Dataset items -
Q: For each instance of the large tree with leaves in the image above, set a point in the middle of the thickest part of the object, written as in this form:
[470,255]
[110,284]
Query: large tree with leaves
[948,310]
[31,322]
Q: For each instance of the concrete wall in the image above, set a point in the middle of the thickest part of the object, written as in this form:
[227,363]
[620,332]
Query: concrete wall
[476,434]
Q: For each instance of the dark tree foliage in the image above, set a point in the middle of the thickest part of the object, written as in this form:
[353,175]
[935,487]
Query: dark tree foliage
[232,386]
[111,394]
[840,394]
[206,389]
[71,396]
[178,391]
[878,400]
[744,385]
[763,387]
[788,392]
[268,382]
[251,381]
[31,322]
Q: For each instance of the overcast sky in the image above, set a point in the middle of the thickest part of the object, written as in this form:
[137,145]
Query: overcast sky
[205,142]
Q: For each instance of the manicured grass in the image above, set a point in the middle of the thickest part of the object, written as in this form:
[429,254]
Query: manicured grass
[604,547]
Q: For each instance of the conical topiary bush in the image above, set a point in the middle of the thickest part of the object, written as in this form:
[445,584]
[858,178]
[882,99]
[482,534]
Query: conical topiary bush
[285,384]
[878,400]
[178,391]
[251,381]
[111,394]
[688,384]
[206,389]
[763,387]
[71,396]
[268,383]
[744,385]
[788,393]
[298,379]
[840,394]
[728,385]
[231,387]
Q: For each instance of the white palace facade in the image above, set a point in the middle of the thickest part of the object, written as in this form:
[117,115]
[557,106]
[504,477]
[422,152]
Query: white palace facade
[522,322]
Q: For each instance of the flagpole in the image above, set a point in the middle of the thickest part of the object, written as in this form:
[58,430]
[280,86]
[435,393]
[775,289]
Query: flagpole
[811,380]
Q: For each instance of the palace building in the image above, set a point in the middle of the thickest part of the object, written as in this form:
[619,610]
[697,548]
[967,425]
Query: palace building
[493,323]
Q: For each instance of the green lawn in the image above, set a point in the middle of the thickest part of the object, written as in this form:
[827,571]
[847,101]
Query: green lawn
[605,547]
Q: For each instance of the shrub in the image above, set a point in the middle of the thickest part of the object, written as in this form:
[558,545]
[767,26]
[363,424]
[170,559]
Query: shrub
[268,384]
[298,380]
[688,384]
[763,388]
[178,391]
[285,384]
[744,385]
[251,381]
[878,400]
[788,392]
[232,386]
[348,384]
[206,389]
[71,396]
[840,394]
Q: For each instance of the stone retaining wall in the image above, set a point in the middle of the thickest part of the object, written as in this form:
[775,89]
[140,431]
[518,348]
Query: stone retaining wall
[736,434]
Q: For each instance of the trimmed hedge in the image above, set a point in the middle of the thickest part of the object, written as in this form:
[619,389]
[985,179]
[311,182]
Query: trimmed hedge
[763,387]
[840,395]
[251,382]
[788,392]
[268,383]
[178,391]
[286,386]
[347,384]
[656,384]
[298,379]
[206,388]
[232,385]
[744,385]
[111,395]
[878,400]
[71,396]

Aim of the task -
Copy every entry above character for character, without changing anything.

Task result -
Q: For each instance of the large tree with leaves in the image above, set a point in the middle of the thickest part of the object, written as in this form:
[470,255]
[110,284]
Query: large tree with leaves
[948,310]
[31,322]
Q: For each instance of the concrete wall in the image above, set a point in the middle of the thickest part of the object, written as in this form:
[227,363]
[620,332]
Query: concrete wall
[476,434]
Q: For each instance of the dark tree foliage in the image above, set a point in the middle of the thickest part of the object, written as in this form:
[353,175]
[935,487]
Query: dark tree foliage
[232,386]
[111,394]
[840,394]
[206,389]
[71,396]
[178,391]
[878,400]
[744,385]
[763,387]
[788,392]
[268,382]
[251,381]
[31,322]
Q: For each instance of the overcast sky in the image above, set a point in the middle of the thickest part of the object, written as in this form:
[137,145]
Query: overcast sky
[205,142]
Q: For each instance of the manicured grass in the image above, set a point in the middle of the thickest part of the object, written as in this form:
[429,254]
Query: manicured grass
[604,547]
Q: For each instance of the conical topiary bush in the image above, set a point in the middle of the thickest part of the object, written as in this form:
[445,584]
[858,178]
[882,99]
[482,534]
Query: conical topiary bush
[285,384]
[878,400]
[178,391]
[251,381]
[111,394]
[688,384]
[206,389]
[763,387]
[71,396]
[268,383]
[744,385]
[788,393]
[298,379]
[840,394]
[728,385]
[231,387]
Q: For each instance of the white palace facade in the image above, set a point in the middle of the thickest part of the object, written as in this form:
[117,115]
[557,106]
[504,477]
[422,152]
Query: white palace facade
[522,322]
Q: For each instance of the flagpole in the image above, set a point in the middle of the thickest part of the object, written as in this form:
[58,430]
[280,86]
[435,393]
[775,289]
Query: flagpole
[811,380]
Q: For each instance of the palace building in the image above, set a point in the middle of the thickest part of the object, written as in this form:
[619,610]
[697,548]
[967,425]
Query: palace building
[493,323]
Q: For each instance of the green lawn in the image above, set a point in the middle of the thickest part of the object, written as in this form:
[827,571]
[847,101]
Query: green lawn
[605,547]
Q: For each instance of the shrub in the image above, set a point in the middle of the thickest part of the object, written as in this form:
[558,545]
[767,26]
[363,424]
[170,559]
Query: shrub
[268,384]
[298,380]
[688,384]
[763,388]
[178,391]
[285,384]
[744,385]
[251,381]
[878,400]
[788,392]
[232,386]
[348,384]
[206,389]
[71,396]
[840,394]
Q: For each instance of the stone retaining wall in the image above, set a point in the middle of the thickest part of the object, written as in this form:
[775,89]
[140,431]
[518,348]
Query: stone retaining wall
[736,434]
Q: For each instance of the trimmed hedge in the image above, set a point in the middle of the thickest part of the object, written as in this form:
[619,389]
[985,179]
[311,182]
Query: trimmed hedge
[763,387]
[840,395]
[251,382]
[788,392]
[268,383]
[178,391]
[286,386]
[347,384]
[656,384]
[298,379]
[206,388]
[232,385]
[744,385]
[111,395]
[878,400]
[71,396]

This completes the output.